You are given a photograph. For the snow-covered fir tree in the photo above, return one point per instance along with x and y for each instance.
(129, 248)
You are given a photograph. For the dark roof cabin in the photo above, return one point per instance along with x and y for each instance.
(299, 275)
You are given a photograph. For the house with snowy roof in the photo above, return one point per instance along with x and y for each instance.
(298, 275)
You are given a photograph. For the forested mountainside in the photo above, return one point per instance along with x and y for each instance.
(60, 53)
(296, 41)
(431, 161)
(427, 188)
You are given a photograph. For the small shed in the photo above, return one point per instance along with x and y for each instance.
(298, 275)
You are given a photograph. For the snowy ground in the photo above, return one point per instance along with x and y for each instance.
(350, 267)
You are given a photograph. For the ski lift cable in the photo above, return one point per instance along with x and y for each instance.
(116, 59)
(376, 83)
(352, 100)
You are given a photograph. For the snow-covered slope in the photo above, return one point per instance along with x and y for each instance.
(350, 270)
■ ■ ■ ■ ■
**PROMPT**
Copy all of the data above line for line, changing nothing.

**EXERCISE ANSWER**
You are given a photograph. For the snow-covered fir tree in the photo above, return one point per instance along with x and y for each instance.
(129, 248)
You are given a photograph. For the dark roof cabin in the photo above, return one point per instance along with x and y for each instance.
(299, 275)
You are given a photograph. For the house with snowy roof in the photo above, return one point per instance along with x and y for each instance.
(298, 275)
You are given a photograph. For the forested mountainside in the photo above, return one point per instance along with x and y for each instance.
(60, 53)
(296, 41)
(431, 161)
(427, 188)
You are given a photograph. For the small shed in the photo above, return one point per instance along with x and y for each instance.
(298, 275)
You are given a photograph. For the snowy ground in the photo above, return one point per instance along with x and y for each instance.
(350, 267)
You are given a photograph. For the ski lift cable in the photo above, return one point per instance along with x and y for each instance.
(116, 59)
(376, 83)
(352, 100)
You are given a photograph. For the snow-covered slope in the photo above, return one point per instance along with x and y for each instance.
(350, 270)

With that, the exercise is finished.